> Provided text:
----

His next book, The Military Half: An Account of Destruction in Quang Ngai and Quang Tin, published in 1968, also drew a graphic picture of the devastating effects of American bombings and ground operations on Quảng Ngãi Province and Quảng Tín Province in South Vietnam, as he was a witness to Operation Cedar Falls, writing particularly on the destruction of Ben Suc.

His work appeared in The Nation, The New Yorker, and TomDispatch.  The Fate of the Earth received the Los Angeles Times Book Prize, among other awards, and was nominated for the Pulitzer Prize, the National Book Award, and the National Critics Award.
In his words ; "Never has a nation unleashed so much violence with so little risk to itself. It is the government's way of waging war without the support of its own people, and involves us all in the dishonor of killing in a cause we are no longer willing to die for."

From 1967 until 1987, he was a staff writer at The New Yorker, where he served as the principal writer of the magazine's Notes and Comment section. He was a columnist for Newsday from 1990 until 1996. He taught at many universities, including Princeton, Emory, New York University, the New School, Wesleyan University and the Yale Law School. At the time of his death he was a visiting lecturer at Yale College.

In the early 1980s, Schell wrote a series of articles in The New Yorker (subsequently published in 1982 as The Fate of the Earth), which were instrumental in raising public awareness about the dangers of the nuclear arms race. He became a persistent advocate for disarmament and a world free of nuclear weapons.

In 1987, he was a fellow at the Institute of Politics at the John F. Kennedy School of Government and in 2002, a fellow at the Kennedy School's Shorenstein Center on the Press, Politics, and Public Policy. In 2003, he was a visiting lecturer at Yale Law School, and in 2005, a Distinguished Visiting Fellow at Yale's Center for the Study of Globalization.

From 1998 to his death in 2014 he was a Senior Fellow at The Nation Institute and the Peace and Disarmament Correspondent for The Nation magazine.

In 2002 and 2003, Schell was a persistent critic of the invasion of Iraq. He later commented, "There doesn't seem to be a rush to find the people who were right about Iraq and install them in the mainstream media."

He won George Polk Awards in 1976 and also published essays on the Presidency of Richard Nixon, as well as the aftermath to the Watergate scandal, which led to the president's resignation in 1974,  forming the basis to his book, The Time of Illusion.

----

> Excerpted records:
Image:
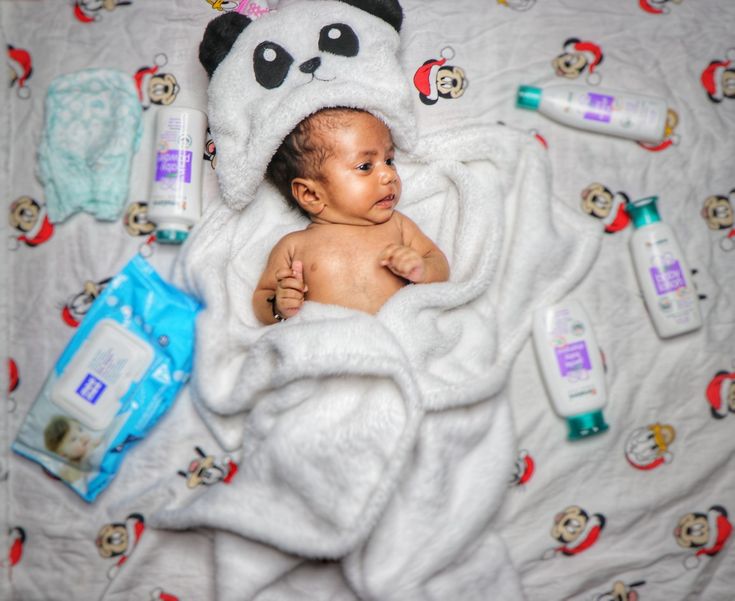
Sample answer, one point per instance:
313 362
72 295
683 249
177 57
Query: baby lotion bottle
625 114
572 366
176 187
662 272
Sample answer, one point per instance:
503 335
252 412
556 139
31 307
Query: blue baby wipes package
117 376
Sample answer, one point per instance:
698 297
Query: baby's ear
219 37
306 194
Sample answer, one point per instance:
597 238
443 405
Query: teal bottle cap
171 236
528 97
586 424
643 211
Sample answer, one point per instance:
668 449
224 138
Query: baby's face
75 444
360 184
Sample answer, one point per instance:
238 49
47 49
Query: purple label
599 107
173 164
572 358
91 389
669 279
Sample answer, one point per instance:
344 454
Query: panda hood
268 75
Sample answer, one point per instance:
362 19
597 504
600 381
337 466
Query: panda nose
311 65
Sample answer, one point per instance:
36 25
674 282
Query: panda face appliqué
272 62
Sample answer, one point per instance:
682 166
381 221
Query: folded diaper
92 130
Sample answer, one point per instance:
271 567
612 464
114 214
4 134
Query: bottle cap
171 236
586 424
528 97
643 211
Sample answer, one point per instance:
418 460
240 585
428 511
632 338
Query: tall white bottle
176 186
662 272
572 366
615 112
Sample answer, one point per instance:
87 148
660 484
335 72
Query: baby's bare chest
340 267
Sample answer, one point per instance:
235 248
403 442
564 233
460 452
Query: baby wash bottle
176 187
662 272
572 367
626 114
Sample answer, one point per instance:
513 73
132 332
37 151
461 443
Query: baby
337 166
65 437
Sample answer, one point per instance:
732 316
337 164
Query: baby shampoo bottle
662 272
572 366
615 112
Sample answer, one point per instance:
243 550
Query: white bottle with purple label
176 187
572 366
626 114
662 271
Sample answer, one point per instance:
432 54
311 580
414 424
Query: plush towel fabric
384 439
381 441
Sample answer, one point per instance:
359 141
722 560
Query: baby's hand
290 289
404 261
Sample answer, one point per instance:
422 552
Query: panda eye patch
271 63
339 39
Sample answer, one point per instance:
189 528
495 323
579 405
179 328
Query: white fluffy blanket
388 433
381 441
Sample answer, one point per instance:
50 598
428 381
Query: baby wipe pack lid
109 362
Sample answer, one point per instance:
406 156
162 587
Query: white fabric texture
378 439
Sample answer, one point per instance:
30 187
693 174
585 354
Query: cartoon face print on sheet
268 75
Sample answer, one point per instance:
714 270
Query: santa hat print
587 539
135 526
618 219
592 52
663 436
22 65
528 466
14 379
425 77
18 538
649 7
159 595
717 393
41 231
584 541
82 14
720 529
143 75
712 76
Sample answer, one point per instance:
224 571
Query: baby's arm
281 288
417 259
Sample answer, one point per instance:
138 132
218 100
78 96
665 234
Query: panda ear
219 36
388 10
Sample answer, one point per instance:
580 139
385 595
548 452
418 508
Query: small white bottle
572 366
662 272
626 114
176 186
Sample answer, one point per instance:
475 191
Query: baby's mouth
387 201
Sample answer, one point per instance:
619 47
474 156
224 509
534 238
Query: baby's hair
55 431
303 152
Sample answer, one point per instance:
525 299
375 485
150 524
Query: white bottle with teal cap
572 366
175 203
662 272
626 114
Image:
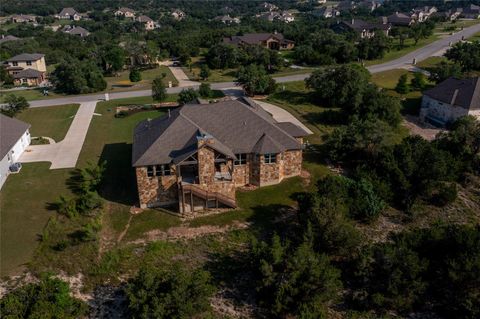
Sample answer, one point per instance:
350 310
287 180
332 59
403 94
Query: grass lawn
24 214
123 83
52 121
409 46
297 100
30 94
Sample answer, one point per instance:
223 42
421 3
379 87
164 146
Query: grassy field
121 82
23 201
114 84
52 121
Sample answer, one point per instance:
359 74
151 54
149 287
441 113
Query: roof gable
234 126
464 93
11 130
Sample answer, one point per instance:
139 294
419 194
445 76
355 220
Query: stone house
76 30
125 12
451 99
15 137
69 14
178 14
148 23
196 156
27 69
23 18
363 28
272 41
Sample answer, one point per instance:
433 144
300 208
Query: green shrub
173 293
135 75
48 299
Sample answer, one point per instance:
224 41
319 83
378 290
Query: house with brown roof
27 68
69 14
400 19
363 28
451 99
272 41
76 30
23 18
125 12
14 139
148 23
196 156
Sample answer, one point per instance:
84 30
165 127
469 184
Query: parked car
15 167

----

> Exercise A: In the passage on Schell, during which years was he a staff writer at The New Yorker?
> Exercise B: Return everything in the passage on Schell from "From 1967 until" down to "at Yale College.".
The records were taken from a different source than the passage on Schell.

> Exercise solution A: From 1967 until 1987.

> Exercise solution B:
From 1967 until 1987, he was a staff writer at The New Yorker, where he served as the principal writer of the magazine's Notes and Comment section. He was a columnist for Newsday from 1990 until 1996. He taught at many universities, including Princeton, Emory, New York University, the New School, Wesleyan University and the Yale Law School. At the time of his death he was a visiting lecturer at Yale College.